### Текст для чтения
>>>
Об успехе балета и интересе к редкостям
В чём, на ваш взгляд, секрет «Катарины»? Почему этот балет имел такой успех спустя 120 лет после первого показа?
«Катарина» была успешным балетом в XIX веке, шла больше 50 лет. Далеко не каждый балет, даже «Лебединое озеро» шло столько лет. И все великие, выдающиеся балерины XIX века хотели станцевать в «Катарине». Он изначально успешен, так получилось. Почему «Катарина»? Не знаю, почему, так исторически сложилось. Ведь был Микеланджело, Леонардо, вокруг них было большое количество талантливых людей, но почему-то судьба поставила метку именно на них. Мне кажется, что судьба поставила метку на «Катарине», поэтому она и получилась такой успешной.
Постановка балета была больше экспериментом или после того, как вы поставили «Богатырей», это не вызвало сложностей? Почему вам в целом интересно возвращение редкостей?
Я вообще их люблю. В театре идёт первая версия «Лебединого озера», «Богатыри» — тоже замечательная вещь, которую мы заново открыли. Эта опера прозвучала и прогремела.
Что касается балета, то мне очень хотелось попасть в эпоху до Петипа. В эпоху того, первого романтического балета, который создали до Петипа Жюль Перро и Август Бурнонвиль. Они были одноклассниками, учились у знаменитого танцовщика Огюста Вестриса, с которого начался мужской танец и вообще балет, профессиональный, настоящий. Жюль Перро — тот самый новатор, который создал большое количество спектаклей, которые дошли до нас и популярны до сих пор, например, «Жизель», «Корсар», «Эсмеральда» и многие другие. «Катарина» — один из самых удачных его балетов. Мне хотелось вернуться туда и посмотреть, как же зритель XIX века реагировал, насколько они были интересные, интеллектуальные, что их трогало. И оказалось, что все, что трогало зрителей XIX века, то трогает зрителей и сейчас.
<<<
### Задания к упражнению
1/ Отредактируйте фрагмент интервью о балете «Катарина», начиная с «Я вообще их» и заканчивая «прозвучала и прогремела.», заменив «замечательная вещь» на «удивительная вещь».
2/ Ответьте по интервью о балете «Катарина»:
(a) Сколько лет «Катарина» шла в XIX веке?
(b) У какого танцовщика учились Жюль Перро и Август Бурнонвиль?
(c) Какие спектакли Жюля Перро приведены как дошедшие до нас?
3/ Продолжите интервью о балете «Катарина» после его последнего предложения.

### Блок данных
>>>
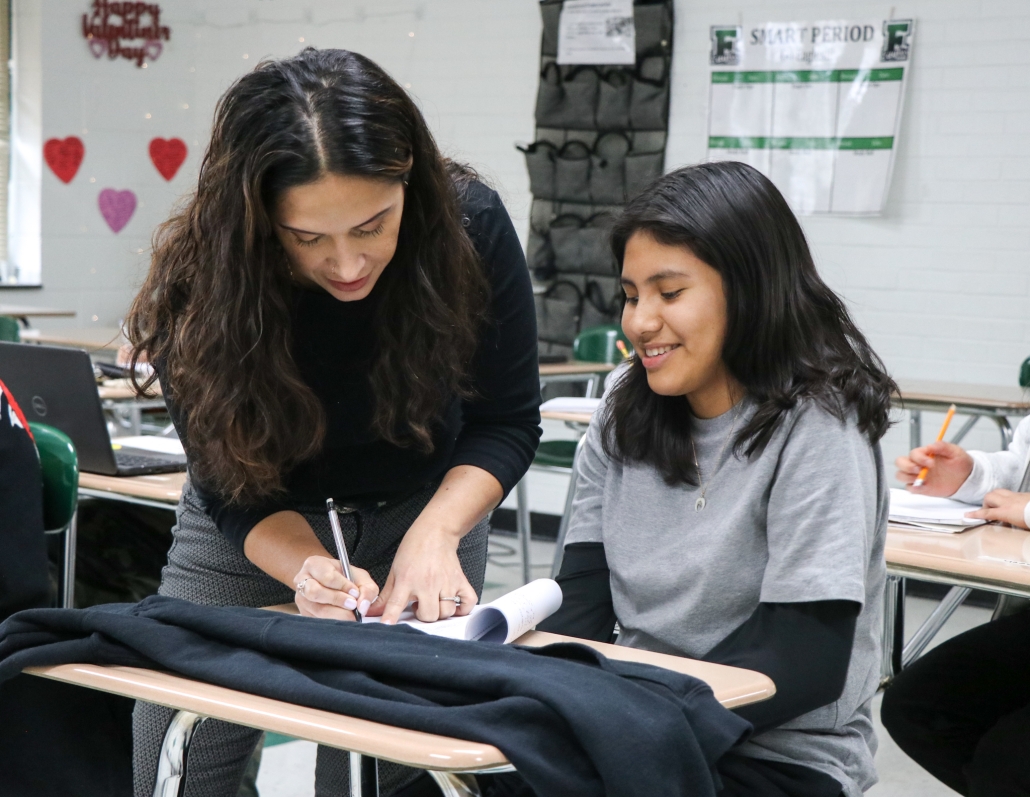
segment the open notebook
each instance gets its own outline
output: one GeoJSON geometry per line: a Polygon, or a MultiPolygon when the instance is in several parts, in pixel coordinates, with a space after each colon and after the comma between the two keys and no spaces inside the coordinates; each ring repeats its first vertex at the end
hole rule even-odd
<<<
### Ответы
1/
Я вообще их люблю. В театре идёт первая версия «Лебединого озера», «Богатыри» — тоже удивительная вещь, которую мы заново открыли. Эта опера прозвучала и прогремела.

2/
(a) Больше 50 лет.
(b) У Огюста Вестриса.
(c) «Жизель», «Корсар», «Эсмеральда».

3/
О стилизации
Как вы готовились к этой реконструкции, как удалось восстановить спектакль? И как вы считаете, это всё-таки реконструкция или скорее стилизация?
Конечно, стилизация. Реконструкцией это можно было бы назвать, если бы что-то сохранилось, а тут кроме либретто, ничего не осталось. Поэтому, по сути, это реконструкция полного либретто, со всеми подробностями. Мы с Юлианой Малхасянц сопоставляли четыре версии либретто и из них создавали более полную картину, потому что, в принципе, либретто очень похожи, но в либретто разных лет разные финалы.
От либретто мы не отходили, были какие-то мелочи, нюансы, которые нужно было просто совместить. Костюмы сохранились в большом количестве. Костюмы 1988 года художника Пономарёва из Санкт-Петербурга. Именно эти костюмы и эскизы художника Евгения Пономарёва легли в основу всех наших костюмов. А вот декорации, ну, естественно, по художнику Сальватору Розе, который был не просто известен, его картины иногда являлись залогом политических переговоров, это очень интересный и сильный художник, поэтому было бы странно не использовать его авторские, атмосферные декорации. Но хореографии не было.
Как вы работали с архивными материалами и как потом создавалась хореография?
Хореография придумывали. Стили — балет XIX века, с пониманием, что там нет со-де-басков, например, или каких-то движений, которые не были актуальны в то время. Это мелкая техника, заноски, такие вещи. Стиль балета мы старались воспроизвести полностью, но с новой, естественно, хореографией.
Что касается работы с архивными материалами, сначала, я принял решение, что надо ставить «Катарину», потом в этом направлении уже начали искать, что можно найти: либретто, какие-то воспоминания, высказывания, впечатления критиков, зрителей, размышления балерин об этом. Это все собирательно.
Расскажите, пожалуйста, какова была роль Юрия Бурлака в создании спектакля?
Он помог с подбором некоторых материалов, которых не было в архиве, которых нам не хватало музыкально. И он в своем, так скажем, архиве, загашнике, находил большое количество музыкального материала, музыку Пуни. Нам не нужна была музыка другого композитора, только музыка Пуни.
О любимом персонаже и ансамблях
Есть ли в «Катарине» персонаж, к которому вы особенно привязались?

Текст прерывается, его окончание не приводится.